- PROBLEM: Each entry below should be reproduced character for character.

- DATA SHOWN:
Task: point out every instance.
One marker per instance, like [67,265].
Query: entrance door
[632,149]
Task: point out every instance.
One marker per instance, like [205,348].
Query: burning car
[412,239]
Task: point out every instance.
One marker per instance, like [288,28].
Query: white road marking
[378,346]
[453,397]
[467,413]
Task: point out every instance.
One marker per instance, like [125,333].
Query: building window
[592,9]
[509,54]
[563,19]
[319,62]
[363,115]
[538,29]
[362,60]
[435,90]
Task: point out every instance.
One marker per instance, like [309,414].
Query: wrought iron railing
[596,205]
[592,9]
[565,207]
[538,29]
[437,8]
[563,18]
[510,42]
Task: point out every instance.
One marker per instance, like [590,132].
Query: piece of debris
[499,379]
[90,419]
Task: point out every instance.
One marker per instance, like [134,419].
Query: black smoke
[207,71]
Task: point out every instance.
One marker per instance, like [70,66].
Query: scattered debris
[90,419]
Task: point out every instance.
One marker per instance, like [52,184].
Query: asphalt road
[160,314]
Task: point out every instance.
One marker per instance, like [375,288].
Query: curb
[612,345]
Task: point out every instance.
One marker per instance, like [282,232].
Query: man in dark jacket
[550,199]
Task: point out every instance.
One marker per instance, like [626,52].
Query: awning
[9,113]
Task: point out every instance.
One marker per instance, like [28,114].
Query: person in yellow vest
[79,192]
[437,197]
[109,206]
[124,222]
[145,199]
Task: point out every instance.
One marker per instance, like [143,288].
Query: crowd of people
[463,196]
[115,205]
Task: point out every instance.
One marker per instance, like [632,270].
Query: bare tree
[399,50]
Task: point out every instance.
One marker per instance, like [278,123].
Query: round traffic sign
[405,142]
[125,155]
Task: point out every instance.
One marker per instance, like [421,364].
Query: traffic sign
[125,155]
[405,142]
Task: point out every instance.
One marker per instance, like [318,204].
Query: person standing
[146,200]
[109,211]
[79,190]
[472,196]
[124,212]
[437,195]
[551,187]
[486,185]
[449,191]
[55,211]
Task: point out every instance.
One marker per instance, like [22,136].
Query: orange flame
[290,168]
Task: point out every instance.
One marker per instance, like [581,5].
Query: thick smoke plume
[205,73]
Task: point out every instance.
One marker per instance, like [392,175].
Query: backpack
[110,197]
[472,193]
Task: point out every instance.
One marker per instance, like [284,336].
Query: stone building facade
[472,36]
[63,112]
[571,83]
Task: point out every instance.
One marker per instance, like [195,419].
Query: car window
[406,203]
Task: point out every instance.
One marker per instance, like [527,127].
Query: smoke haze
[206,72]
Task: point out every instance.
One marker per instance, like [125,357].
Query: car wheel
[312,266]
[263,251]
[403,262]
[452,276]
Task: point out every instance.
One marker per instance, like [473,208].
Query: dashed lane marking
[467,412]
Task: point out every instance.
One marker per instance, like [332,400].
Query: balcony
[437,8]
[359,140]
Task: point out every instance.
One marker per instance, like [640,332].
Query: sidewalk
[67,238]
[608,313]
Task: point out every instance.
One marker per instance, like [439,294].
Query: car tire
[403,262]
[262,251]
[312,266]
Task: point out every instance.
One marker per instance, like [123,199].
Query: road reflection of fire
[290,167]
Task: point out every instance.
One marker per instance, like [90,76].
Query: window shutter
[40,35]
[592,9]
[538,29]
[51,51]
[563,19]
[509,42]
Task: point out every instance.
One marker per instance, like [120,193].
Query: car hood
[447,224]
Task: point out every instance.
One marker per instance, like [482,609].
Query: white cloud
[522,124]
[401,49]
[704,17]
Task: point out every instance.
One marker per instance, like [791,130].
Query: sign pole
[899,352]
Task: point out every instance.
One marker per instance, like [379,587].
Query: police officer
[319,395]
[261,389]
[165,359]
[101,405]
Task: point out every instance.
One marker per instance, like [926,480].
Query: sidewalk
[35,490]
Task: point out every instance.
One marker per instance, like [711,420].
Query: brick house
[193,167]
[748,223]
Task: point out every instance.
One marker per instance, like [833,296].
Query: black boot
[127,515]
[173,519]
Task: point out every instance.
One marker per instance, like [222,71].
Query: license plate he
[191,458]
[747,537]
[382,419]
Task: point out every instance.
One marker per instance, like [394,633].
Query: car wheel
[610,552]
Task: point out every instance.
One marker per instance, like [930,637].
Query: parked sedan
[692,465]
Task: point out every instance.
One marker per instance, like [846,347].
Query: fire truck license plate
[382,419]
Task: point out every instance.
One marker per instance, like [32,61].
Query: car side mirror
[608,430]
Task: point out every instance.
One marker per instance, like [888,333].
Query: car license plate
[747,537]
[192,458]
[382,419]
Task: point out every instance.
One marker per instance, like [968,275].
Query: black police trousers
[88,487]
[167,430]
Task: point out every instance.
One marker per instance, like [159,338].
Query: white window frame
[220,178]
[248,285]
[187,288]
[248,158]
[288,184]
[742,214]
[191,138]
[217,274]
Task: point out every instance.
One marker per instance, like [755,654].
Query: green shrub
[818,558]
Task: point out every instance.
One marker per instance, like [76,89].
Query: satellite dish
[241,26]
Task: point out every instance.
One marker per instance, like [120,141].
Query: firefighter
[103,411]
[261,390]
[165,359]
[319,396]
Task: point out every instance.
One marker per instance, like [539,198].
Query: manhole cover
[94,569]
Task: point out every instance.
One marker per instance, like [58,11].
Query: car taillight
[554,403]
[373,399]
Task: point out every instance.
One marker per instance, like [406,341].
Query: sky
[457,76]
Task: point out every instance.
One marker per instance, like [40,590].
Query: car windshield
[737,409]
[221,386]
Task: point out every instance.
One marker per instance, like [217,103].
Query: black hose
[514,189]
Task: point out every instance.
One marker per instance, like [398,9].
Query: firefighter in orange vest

- WRITTEN REPLY:
Task: point out every instance.
One marker per instance, like [67,265].
Query: entrance door
[632,149]
Task: point out every instance.
One marker per instance, like [205,348].
Query: burning car
[412,239]
Task: point out every instance.
One marker per instance, like [288,28].
Query: white road marking
[378,346]
[453,397]
[467,413]
Task: point out every instance.
One marker per instance, like [125,333].
Query: building window
[592,9]
[509,54]
[563,19]
[319,62]
[363,115]
[538,29]
[362,60]
[435,90]
Task: point out every instance.
One marker per instance, like [309,414].
Query: wrought iron railing
[596,205]
[592,9]
[565,207]
[538,29]
[437,8]
[563,18]
[510,42]
Task: point out every instance.
One marker per instance, like [590,132].
Query: piece of debris
[499,379]
[90,419]
Task: point out every instance.
One marker per instance, like [134,419].
Query: black smoke
[207,71]
Task: point out every instance.
One marker per instance, like [70,66].
Query: scattered debris
[90,419]
Task: point out every instance.
One marker per instance, like [52,184].
Query: asphalt road
[160,314]
Task: point out every instance.
One marker per instance, like [375,288].
Query: curb
[612,345]
Task: point out every instance.
One marker per instance, like [282,232].
Query: man in dark jacket
[550,199]
Task: point out every instance.
One marker per instance, like [626,52].
Query: awning
[9,113]
Task: point out every instance.
One marker per instance, like [28,114].
Query: person in yellow vest
[79,192]
[437,197]
[109,206]
[124,222]
[145,199]
Task: point out every instance.
One marker per instance, like [143,288].
Query: crowd of people
[463,196]
[115,205]
Task: point out every instance.
One marker per instance, like [632,270].
Query: bare tree
[399,50]
Task: point out every instance.
One marker per instance, like [278,123].
Query: round traffic sign
[405,142]
[125,155]
Task: point out every instance.
One marker per instance, like [421,364].
Query: traffic sign
[125,155]
[405,142]
Task: point out every instance.
One marker per instance, like [318,204].
Query: person standing
[146,200]
[109,211]
[79,190]
[472,196]
[124,212]
[437,195]
[551,187]
[486,185]
[449,191]
[55,211]
Task: point out every instance.
One marker per instance, like [22,136].
Query: orange flame
[290,168]
Task: point out every instance.
One marker per instance, like [581,5].
Query: thick smoke plume
[205,73]
Task: point out every instance.
One marker per instance, like [392,175].
Query: backpack
[110,197]
[472,193]
Task: point out every instance.
One marker per instance, like [284,336].
Query: stone building facade
[472,36]
[63,112]
[571,83]
Task: point out every instance.
One marker per instance, like [195,419].
Query: car window
[406,203]
Task: point out every instance.
One marker per instance, like [527,127].
Query: smoke haze
[206,72]
Task: point out every instance.
One marker per instance, like [125,357].
Query: car wheel
[312,266]
[263,251]
[403,262]
[452,276]
Task: point out every instance.
One marker per instance, like [473,208].
Query: dashed lane marking
[467,412]
Task: point out every instance.
One marker per instance, like [332,400].
Query: balcony
[437,8]
[359,140]
Task: point out every instance.
One marker per instance, like [640,332].
Query: sidewalk
[67,238]
[608,313]
Task: point out every instance.
One marker per instance, like [439,294].
Query: car tire
[403,262]
[262,251]
[312,266]
Task: point out every instance.
One marker per instance, like [123,199].
Query: road reflection of fire
[290,167]
Task: point out every instance.
One marker per instance, like [90,76].
Query: window shutter
[40,35]
[592,9]
[538,29]
[51,51]
[563,19]
[509,42]
Task: point out every instance.
One marker per instance, like [120,193].
Query: car hood
[447,224]
Task: point out every instance.
One marker per instance, like [482,609].
Query: white cloud
[522,124]
[401,49]
[704,17]
Task: point out every instance.
One marker per instance, like [791,130].
Query: sign pole
[899,352]
Task: point out every instance.
One marker per instance, like [379,587].
Query: police officer
[319,395]
[261,389]
[165,359]
[101,405]
Task: point out every instance.
One marker per instance, like [926,480].
Query: sidewalk
[35,490]
Task: point out every instance.
One marker per instance, like [711,420].
Query: brick house
[193,167]
[748,223]
Task: point out every instance.
One marker per instance, like [833,296].
Query: black boot
[127,515]
[173,519]
Task: point out every instance.
One marker per instance, like [222,71].
Query: license plate he
[191,458]
[747,537]
[382,419]
Task: point out every instance.
One marker per instance, like [394,633].
Query: car wheel
[610,552]
Task: point out every instance.
One marker per instance, like [930,637].
Query: parked sedan
[692,465]
Task: point out every instance.
One marker per instance, like [846,347].
Query: fire truck license plate
[382,419]
Task: point out every instance.
One marker per instance, like [32,61].
Query: car side mirror
[608,430]
Task: point out every instance.
One marker per instance, like [888,333].
Query: car license plate
[747,537]
[192,458]
[382,419]
Task: point out every instance.
One marker per instance, like [968,275].
Query: black police trousers
[88,487]
[167,430]
Task: point out every instance.
One marker per instance, like [159,338].
Query: white window frame
[220,178]
[248,285]
[187,288]
[248,158]
[288,184]
[742,214]
[191,138]
[217,274]
Task: point out every instance.
One marker per instance, like [755,654].
Query: green shrub
[818,558]
Task: point out every instance.
One marker per instance, like [76,89].
Query: satellite dish
[241,26]
Task: point out every instance.
One marker per instance, like [120,141].
Query: firefighter
[103,411]
[261,390]
[165,359]
[319,396]
Task: point out every instance.
One marker per instance, like [539,198].
Query: manhole cover
[94,569]
Task: point out every instance.
One marker per instance, like [58,11].
Query: car taillight
[554,403]
[373,399]
Task: point out every instance.
One marker per instance, like [406,341].
Query: sky
[457,76]
Task: point out every instance.
One marker per instance, like [40,590].
Query: car windshield
[737,409]
[221,386]
Task: point out every instance.
One marker per instance, like [217,103].
Query: black hose
[514,189]
Task: point out every instance.
One marker per instance, like [398,9].
Query: firefighter in orange vest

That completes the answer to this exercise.